THE EXERCISE: Convert the listing below into a JSON array of strings, one string per line, omitting blank lines.

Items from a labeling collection
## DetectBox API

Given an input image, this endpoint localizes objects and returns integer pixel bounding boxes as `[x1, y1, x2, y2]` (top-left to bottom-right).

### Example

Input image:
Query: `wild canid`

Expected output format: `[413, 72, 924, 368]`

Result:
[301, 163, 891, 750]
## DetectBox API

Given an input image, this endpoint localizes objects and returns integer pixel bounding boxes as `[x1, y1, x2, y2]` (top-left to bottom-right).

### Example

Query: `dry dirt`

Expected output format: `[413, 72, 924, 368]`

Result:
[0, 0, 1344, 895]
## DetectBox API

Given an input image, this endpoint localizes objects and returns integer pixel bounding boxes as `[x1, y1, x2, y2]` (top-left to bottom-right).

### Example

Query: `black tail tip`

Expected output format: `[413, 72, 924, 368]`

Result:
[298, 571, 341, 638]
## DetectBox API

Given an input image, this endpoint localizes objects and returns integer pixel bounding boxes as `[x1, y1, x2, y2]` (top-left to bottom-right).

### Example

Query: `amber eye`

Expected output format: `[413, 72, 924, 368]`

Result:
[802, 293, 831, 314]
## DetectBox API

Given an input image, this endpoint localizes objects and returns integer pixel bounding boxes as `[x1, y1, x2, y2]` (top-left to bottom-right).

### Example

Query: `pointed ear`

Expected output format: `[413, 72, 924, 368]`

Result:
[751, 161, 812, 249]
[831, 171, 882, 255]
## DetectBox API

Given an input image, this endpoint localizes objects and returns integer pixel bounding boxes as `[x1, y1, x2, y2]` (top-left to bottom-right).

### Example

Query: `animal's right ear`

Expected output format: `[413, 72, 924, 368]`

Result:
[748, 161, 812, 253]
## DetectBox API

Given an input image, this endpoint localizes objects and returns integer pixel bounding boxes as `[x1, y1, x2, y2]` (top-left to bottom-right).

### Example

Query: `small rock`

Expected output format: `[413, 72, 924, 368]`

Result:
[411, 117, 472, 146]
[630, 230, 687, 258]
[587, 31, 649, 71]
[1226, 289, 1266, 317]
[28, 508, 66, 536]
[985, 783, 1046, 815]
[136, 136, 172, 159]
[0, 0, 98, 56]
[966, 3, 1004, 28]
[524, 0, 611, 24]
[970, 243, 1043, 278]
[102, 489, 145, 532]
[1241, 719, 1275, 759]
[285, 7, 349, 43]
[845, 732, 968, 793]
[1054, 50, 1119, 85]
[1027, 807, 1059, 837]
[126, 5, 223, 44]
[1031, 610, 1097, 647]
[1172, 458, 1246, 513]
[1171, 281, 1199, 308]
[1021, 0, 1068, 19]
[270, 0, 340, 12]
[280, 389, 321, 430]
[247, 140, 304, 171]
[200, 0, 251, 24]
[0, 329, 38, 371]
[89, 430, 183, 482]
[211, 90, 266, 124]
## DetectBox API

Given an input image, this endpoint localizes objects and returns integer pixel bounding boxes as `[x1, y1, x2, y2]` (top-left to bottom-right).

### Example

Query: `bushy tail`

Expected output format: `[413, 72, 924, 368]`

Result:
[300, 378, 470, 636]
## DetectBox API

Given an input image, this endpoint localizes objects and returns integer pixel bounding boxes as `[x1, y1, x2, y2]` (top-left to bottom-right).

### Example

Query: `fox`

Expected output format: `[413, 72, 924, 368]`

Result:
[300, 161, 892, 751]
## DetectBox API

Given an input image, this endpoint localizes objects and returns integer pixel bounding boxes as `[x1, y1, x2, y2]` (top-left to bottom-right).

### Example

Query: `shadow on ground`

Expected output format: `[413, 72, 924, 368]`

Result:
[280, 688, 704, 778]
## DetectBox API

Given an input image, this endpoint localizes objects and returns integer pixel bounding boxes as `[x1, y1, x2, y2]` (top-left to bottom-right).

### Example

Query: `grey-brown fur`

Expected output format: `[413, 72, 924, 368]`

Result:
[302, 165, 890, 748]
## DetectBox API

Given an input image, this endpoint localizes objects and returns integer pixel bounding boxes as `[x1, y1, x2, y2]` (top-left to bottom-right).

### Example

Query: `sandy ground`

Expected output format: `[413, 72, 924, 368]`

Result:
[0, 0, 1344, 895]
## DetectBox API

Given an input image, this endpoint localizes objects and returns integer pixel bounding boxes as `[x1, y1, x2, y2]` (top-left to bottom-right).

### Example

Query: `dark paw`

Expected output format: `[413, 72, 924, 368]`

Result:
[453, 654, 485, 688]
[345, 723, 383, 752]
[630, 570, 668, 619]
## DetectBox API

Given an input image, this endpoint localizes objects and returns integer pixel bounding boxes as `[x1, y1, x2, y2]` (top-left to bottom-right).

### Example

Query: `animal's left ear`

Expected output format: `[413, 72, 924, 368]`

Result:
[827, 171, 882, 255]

TASK OUTPUT:
[
  "## DetectBox API",
  "Given an input image, this endpoint localizes objects and returns integer pixel bounding boxes as `[x1, y1, x2, y2]` (top-left to bottom-right).",
  "### Example",
  "Input image:",
  "Query: `wild canid`",
  "Expected output format: `[413, 72, 924, 368]`",
  "Result:",
  "[301, 163, 891, 750]",
  "## DetectBox API",
  "Given an input image, this endpoint localizes objects and returns integer pixel bounding boxes as `[x1, y1, x2, y2]` (top-left to bottom-right).",
  "### Example",
  "Query: `dry dirt`",
  "Expected output format: `[413, 72, 924, 368]`",
  "Result:",
  "[0, 0, 1344, 895]",
  "## DetectBox API",
  "Given an input image, this endpoint localizes objects and returns integer pixel bounding boxes as `[x1, y1, x2, y2]` (top-left to bottom-right).",
  "### Example",
  "Query: `black tail tip`",
  "Expected output format: `[413, 72, 924, 368]`",
  "Result:",
  "[298, 571, 341, 638]",
  "## DetectBox API",
  "Given an input image, this endpoint localizes objects and returns integer pixel bounding boxes as `[x1, y1, x2, y2]` (top-left to bottom-right).",
  "### Example",
  "Query: `amber eye`",
  "Expected output format: `[413, 72, 924, 368]`",
  "Result:",
  "[802, 293, 831, 314]",
  "## DetectBox API",
  "Given an input image, this endpoint localizes objects and returns integer pixel bounding boxes as `[x1, y1, x2, y2]` (top-left to bottom-right).",
  "### Example",
  "Query: `pointed ear`",
  "Expected output format: `[413, 72, 924, 368]`",
  "Result:",
  "[751, 161, 812, 249]",
  "[831, 171, 882, 255]",
  "## DetectBox API",
  "Given an input image, this endpoint localizes objects and returns integer pixel bounding boxes as `[x1, y1, x2, y2]` (top-left to bottom-right).",
  "### Example",
  "Query: `animal's right ear`",
  "Expected output format: `[413, 72, 924, 368]`",
  "Result:",
  "[748, 161, 812, 253]",
  "## DetectBox API",
  "Given an input image, this endpoint localizes objects and returns integer pixel bounding boxes as `[x1, y1, x2, y2]` (top-left to bottom-right).",
  "### Example",
  "Query: `small rock`",
  "Expected output format: `[413, 72, 924, 368]`",
  "Result:",
  "[411, 117, 472, 146]",
  "[630, 230, 687, 258]",
  "[587, 31, 649, 71]",
  "[1226, 289, 1266, 317]",
  "[28, 508, 66, 536]",
  "[985, 783, 1046, 815]",
  "[136, 136, 172, 159]",
  "[0, 0, 98, 56]",
  "[966, 3, 1004, 28]",
  "[524, 0, 611, 24]",
  "[970, 243, 1043, 278]",
  "[102, 489, 145, 532]",
  "[1241, 719, 1275, 759]",
  "[285, 7, 349, 43]",
  "[845, 732, 968, 793]",
  "[1054, 50, 1119, 85]",
  "[1027, 807, 1059, 837]",
  "[126, 5, 223, 44]",
  "[1031, 610, 1097, 647]",
  "[1172, 458, 1246, 513]",
  "[1171, 281, 1199, 308]",
  "[1021, 0, 1068, 19]",
  "[270, 0, 340, 12]",
  "[280, 389, 321, 430]",
  "[247, 140, 304, 171]",
  "[200, 0, 251, 24]",
  "[0, 329, 38, 371]",
  "[89, 430, 183, 482]",
  "[211, 90, 266, 124]",
  "## DetectBox API",
  "Given an input image, this endpoint localizes objects and returns integer pixel bounding boxes as `[x1, y1, x2, y2]` (top-left to bottom-right).",
  "### Example",
  "Query: `bushy tail`",
  "Expected output format: `[413, 72, 924, 368]`",
  "Result:",
  "[300, 378, 470, 636]",
  "## DetectBox API",
  "Given an input image, this endpoint localizes objects and returns integer pixel bounding boxes as `[x1, y1, x2, y2]` (top-left to bottom-right).",
  "### Example",
  "Query: `fox`",
  "Expected output format: `[413, 72, 924, 368]`",
  "Result:",
  "[300, 161, 892, 751]",
  "## DetectBox API",
  "Given an input image, this endpoint localizes objects and returns integer pixel bounding boxes as `[x1, y1, x2, y2]` (top-left to bottom-right).",
  "### Example",
  "Query: `shadow on ground`",
  "Expected output format: `[413, 72, 924, 368]`",
  "Result:",
  "[280, 688, 704, 778]",
  "## DetectBox API",
  "Given an input image, this endpoint localizes objects and returns integer pixel bounding boxes as `[x1, y1, x2, y2]` (top-left to bottom-right).",
  "### Example",
  "Query: `grey-brown fur`",
  "Expected output format: `[413, 72, 924, 368]`",
  "Result:",
  "[302, 165, 890, 748]",
  "## DetectBox API",
  "Given an input image, this endpoint localizes objects and returns integer pixel bounding boxes as `[x1, y1, x2, y2]` (top-left to bottom-right).",
  "### Example",
  "Query: `sandy ground`",
  "Expected output format: `[413, 72, 924, 368]`",
  "Result:",
  "[0, 0, 1344, 895]",
  "## DetectBox API",
  "Given an input image, this endpoint localizes objects and returns integer pixel bounding boxes as `[x1, y1, x2, y2]` (top-left to bottom-right).",
  "### Example",
  "Query: `dark paw`",
  "Expected output format: `[413, 72, 924, 368]`",
  "Result:",
  "[453, 654, 485, 688]",
  "[345, 723, 383, 752]",
  "[630, 570, 668, 619]",
  "## DetectBox API",
  "Given an input image, this endpoint localizes objects and returns integer pixel bounding boxes as `[x1, y1, x2, y2]` (top-left to bottom-right).",
  "### Example",
  "Query: `animal's left ear`",
  "Expected output format: `[413, 72, 924, 368]`",
  "Result:",
  "[827, 171, 882, 255]"
]